• [DATASET]
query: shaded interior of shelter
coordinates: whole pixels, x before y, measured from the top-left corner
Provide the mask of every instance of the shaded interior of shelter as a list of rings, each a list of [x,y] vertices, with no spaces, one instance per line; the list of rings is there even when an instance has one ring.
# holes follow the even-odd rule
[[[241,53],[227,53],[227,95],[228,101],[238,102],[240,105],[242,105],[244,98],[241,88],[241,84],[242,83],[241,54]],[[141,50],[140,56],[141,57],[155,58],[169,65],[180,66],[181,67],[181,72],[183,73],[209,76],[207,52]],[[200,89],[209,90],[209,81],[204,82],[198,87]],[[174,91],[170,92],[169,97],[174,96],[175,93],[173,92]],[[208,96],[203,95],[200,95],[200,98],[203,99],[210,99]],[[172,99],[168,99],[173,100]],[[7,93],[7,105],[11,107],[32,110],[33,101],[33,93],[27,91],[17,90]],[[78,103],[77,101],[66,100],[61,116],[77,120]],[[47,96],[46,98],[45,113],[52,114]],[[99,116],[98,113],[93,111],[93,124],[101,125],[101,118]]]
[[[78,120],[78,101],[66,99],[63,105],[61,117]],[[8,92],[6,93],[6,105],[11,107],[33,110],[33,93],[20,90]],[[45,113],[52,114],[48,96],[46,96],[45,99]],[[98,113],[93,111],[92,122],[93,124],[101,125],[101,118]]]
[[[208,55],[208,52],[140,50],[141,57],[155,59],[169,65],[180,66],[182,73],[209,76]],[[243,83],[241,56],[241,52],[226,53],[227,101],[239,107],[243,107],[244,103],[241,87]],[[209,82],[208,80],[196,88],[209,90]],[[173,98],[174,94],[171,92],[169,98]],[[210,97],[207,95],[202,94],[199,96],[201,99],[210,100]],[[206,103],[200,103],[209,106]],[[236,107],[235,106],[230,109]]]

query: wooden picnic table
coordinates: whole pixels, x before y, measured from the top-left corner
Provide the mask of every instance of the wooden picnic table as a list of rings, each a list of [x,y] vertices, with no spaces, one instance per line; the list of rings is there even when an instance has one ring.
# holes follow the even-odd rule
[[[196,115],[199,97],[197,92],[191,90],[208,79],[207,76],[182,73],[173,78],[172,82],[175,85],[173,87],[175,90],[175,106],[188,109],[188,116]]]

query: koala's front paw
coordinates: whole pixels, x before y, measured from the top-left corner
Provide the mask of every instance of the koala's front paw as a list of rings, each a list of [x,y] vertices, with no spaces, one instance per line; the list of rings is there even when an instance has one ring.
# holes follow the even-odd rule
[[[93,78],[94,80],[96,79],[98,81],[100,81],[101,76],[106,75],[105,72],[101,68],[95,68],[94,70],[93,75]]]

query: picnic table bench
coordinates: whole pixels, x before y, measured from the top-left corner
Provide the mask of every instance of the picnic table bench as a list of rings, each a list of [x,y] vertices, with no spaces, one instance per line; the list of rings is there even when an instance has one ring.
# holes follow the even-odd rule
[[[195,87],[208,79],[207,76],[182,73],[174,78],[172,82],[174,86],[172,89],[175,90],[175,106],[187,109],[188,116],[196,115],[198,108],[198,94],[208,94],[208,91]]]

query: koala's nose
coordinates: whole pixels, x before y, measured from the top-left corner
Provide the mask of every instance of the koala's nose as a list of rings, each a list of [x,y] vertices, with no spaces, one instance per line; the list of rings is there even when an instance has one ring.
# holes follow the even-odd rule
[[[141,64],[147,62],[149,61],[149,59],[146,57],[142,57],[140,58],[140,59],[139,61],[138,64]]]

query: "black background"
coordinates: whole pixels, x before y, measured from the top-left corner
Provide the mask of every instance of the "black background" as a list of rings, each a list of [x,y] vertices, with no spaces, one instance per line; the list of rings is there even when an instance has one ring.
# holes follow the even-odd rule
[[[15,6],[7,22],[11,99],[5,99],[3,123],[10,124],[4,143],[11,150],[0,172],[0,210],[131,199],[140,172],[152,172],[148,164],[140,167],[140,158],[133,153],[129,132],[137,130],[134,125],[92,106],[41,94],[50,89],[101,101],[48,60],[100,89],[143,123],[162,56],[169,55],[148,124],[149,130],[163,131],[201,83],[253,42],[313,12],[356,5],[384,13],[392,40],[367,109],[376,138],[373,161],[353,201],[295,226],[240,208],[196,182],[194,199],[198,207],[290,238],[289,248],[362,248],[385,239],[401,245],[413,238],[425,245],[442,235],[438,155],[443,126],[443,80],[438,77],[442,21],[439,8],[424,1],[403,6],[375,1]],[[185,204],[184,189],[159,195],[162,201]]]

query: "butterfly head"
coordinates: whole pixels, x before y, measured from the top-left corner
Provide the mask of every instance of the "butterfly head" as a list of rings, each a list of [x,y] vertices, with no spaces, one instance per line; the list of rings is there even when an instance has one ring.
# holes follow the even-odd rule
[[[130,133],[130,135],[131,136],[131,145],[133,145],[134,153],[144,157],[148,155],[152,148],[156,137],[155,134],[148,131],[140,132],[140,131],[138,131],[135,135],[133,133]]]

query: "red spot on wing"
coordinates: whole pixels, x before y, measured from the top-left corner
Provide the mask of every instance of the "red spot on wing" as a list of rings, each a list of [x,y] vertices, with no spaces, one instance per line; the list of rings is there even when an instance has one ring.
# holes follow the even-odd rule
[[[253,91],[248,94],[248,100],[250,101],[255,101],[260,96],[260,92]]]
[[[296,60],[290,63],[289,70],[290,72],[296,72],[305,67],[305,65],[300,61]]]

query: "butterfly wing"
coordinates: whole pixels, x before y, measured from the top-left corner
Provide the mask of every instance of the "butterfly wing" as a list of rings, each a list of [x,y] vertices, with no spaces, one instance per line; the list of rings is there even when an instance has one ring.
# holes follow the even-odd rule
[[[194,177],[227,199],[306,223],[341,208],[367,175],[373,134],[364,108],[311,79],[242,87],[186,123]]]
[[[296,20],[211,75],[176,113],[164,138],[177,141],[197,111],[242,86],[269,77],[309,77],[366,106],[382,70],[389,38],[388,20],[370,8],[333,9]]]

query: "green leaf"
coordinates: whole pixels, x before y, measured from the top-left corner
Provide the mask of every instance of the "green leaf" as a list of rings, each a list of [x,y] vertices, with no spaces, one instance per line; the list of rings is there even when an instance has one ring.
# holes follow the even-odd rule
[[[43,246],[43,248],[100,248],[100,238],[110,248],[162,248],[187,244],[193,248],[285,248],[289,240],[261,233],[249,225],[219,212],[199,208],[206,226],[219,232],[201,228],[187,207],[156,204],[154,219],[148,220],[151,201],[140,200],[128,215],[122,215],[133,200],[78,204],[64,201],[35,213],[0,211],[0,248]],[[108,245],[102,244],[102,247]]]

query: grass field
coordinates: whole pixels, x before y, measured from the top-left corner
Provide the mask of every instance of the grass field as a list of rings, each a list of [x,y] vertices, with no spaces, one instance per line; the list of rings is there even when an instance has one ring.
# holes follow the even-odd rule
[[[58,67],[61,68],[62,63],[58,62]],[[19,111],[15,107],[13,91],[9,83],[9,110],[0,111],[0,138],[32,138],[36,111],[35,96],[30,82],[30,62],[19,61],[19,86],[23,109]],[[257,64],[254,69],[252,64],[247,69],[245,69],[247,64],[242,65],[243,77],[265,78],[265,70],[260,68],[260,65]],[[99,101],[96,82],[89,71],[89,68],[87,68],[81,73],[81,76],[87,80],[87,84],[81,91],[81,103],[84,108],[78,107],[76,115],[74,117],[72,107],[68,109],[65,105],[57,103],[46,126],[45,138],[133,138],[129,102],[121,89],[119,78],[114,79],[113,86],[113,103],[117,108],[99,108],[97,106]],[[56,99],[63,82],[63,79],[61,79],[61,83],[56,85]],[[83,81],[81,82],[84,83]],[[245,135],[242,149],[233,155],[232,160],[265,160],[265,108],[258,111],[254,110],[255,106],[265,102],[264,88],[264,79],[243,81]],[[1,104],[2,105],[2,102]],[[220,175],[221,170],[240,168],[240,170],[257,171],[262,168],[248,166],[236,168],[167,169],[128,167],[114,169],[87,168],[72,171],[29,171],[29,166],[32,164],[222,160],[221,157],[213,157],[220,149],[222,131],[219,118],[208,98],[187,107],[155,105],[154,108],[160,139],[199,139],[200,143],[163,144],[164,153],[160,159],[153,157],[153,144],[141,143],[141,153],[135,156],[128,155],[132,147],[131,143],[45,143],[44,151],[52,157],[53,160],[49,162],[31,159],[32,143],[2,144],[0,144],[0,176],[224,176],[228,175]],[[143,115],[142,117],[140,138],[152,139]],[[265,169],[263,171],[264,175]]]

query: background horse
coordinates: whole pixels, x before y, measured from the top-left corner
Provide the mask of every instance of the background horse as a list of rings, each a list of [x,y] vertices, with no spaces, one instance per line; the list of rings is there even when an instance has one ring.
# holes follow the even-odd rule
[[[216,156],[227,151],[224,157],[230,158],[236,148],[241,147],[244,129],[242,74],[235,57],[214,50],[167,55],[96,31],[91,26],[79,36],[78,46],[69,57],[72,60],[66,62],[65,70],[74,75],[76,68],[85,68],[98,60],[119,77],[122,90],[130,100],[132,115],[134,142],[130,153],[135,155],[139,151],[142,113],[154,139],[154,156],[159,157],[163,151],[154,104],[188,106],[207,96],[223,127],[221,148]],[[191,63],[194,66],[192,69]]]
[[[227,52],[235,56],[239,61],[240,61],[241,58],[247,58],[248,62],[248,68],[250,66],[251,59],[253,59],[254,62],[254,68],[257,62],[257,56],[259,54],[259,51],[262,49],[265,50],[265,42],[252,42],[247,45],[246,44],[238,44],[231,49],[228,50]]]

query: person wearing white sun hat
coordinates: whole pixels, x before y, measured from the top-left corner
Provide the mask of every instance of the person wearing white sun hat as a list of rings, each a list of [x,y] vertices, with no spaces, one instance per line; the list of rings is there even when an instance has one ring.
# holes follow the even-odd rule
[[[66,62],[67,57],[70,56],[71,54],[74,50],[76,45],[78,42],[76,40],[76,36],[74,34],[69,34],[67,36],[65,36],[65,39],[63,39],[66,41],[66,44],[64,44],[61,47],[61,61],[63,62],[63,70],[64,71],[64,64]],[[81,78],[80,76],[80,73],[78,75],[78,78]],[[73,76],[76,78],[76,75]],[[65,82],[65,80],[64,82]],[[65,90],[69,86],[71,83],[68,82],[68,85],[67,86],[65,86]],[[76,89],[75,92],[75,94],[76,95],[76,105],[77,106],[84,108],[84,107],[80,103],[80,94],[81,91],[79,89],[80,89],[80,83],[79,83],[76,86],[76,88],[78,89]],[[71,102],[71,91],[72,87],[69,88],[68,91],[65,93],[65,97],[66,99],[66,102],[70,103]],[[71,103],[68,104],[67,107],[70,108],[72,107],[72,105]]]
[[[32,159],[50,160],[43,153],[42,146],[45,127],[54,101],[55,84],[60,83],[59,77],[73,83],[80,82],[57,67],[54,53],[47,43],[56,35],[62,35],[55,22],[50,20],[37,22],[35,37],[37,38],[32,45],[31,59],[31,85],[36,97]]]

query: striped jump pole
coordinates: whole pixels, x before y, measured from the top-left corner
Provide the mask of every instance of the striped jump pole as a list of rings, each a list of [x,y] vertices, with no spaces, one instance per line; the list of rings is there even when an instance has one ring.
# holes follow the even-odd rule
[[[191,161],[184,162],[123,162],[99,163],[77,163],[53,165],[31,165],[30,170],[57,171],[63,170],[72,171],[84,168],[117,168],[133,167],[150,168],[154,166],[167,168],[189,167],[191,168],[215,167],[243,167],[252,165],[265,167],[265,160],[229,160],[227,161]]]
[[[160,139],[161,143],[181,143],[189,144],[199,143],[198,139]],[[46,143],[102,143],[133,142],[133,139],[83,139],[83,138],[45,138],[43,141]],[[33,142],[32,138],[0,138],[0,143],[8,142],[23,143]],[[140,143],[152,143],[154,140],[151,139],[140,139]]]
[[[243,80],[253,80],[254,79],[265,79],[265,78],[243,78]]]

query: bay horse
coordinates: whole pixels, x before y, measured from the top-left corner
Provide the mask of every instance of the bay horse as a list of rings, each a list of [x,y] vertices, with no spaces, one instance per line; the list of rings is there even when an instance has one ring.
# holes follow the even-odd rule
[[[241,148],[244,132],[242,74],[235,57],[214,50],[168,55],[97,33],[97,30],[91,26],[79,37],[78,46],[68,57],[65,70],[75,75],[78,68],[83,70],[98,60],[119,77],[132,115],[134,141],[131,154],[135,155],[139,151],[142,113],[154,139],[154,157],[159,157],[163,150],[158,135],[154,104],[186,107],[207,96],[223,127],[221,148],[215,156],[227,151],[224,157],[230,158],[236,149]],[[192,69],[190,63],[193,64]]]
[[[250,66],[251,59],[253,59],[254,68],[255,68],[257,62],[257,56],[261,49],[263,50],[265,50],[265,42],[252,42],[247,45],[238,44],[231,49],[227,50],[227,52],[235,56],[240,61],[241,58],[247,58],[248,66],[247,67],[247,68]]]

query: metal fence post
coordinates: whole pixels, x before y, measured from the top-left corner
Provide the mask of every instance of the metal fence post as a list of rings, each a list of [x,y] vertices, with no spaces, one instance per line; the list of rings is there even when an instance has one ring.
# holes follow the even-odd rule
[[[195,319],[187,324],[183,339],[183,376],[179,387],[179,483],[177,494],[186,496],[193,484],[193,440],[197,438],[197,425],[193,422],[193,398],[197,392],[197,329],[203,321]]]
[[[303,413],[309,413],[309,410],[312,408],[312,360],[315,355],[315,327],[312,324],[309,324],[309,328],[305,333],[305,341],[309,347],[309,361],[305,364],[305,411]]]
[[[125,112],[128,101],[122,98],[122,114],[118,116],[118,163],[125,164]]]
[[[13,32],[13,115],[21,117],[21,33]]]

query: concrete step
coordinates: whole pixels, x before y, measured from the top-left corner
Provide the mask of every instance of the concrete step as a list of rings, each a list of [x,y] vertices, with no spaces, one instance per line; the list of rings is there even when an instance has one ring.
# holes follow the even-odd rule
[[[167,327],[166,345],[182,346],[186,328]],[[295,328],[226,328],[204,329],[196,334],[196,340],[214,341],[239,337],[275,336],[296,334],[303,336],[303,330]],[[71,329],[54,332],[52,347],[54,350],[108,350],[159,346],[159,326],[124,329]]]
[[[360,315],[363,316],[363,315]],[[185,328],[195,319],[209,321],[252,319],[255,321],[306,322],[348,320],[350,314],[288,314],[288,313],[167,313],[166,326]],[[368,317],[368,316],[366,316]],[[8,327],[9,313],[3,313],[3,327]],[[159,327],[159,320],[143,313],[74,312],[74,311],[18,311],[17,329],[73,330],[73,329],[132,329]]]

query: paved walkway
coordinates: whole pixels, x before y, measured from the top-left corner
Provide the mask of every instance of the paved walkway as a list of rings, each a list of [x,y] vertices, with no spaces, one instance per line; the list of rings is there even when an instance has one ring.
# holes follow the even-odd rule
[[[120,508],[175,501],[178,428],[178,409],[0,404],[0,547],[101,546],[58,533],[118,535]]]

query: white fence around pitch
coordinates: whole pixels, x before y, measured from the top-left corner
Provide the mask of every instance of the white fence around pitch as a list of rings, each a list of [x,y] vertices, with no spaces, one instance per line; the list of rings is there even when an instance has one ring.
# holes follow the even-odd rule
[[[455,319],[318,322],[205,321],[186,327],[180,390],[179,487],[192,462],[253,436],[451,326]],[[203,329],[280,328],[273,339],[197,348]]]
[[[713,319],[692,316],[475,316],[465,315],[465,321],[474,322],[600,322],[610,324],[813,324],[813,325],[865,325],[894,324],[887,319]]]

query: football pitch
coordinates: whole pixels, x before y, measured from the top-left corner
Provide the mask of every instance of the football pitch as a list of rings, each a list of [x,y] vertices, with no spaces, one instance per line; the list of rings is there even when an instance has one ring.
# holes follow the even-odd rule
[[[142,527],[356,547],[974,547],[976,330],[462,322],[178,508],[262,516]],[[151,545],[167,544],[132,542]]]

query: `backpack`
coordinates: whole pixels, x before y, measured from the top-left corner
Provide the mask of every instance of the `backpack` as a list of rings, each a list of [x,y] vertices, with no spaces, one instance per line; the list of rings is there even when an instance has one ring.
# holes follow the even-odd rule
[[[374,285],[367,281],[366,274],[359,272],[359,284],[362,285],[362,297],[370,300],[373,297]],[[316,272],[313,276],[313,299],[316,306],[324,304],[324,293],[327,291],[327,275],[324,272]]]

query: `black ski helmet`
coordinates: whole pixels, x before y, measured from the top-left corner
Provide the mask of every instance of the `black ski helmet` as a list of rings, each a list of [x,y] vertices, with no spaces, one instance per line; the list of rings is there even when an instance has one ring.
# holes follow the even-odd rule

• [AIM]
Gather every line of the entries above that contains the word "picnic", treating uppercase and lowercase as different.

• [EXPECTED OUTPUT]
query: wooden picnic table
Provide the mask of every instance of the wooden picnic table as a list of rings, each a list of [x,y] vertices, with no spaces, one instance per line; the list of rings is there even when an instance has one ring.
query: picnic table bench
Provide the mask of every instance of the picnic table bench as a list of rings, each a list of [x,y] vertices, with no spaces, one instance per line; the list of rings is there even when an instance has one ring.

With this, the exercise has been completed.